→ **ASSIGNED TASK**:
Bring back every record exactly, except for the pictures, which stay out.

→ **EXTRACTED MATERIAL**:

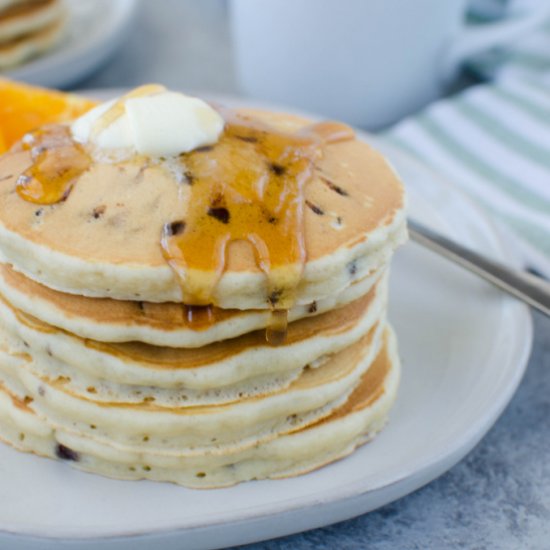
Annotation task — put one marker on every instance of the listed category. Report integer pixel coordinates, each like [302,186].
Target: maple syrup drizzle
[249,186]
[57,163]
[199,317]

→ **REPLY**:
Annotation task — put one marker on every instance of the listed category. Report integer pixel coordinates, each like [302,186].
Target: maple syrup drizzle
[249,186]
[57,163]
[199,317]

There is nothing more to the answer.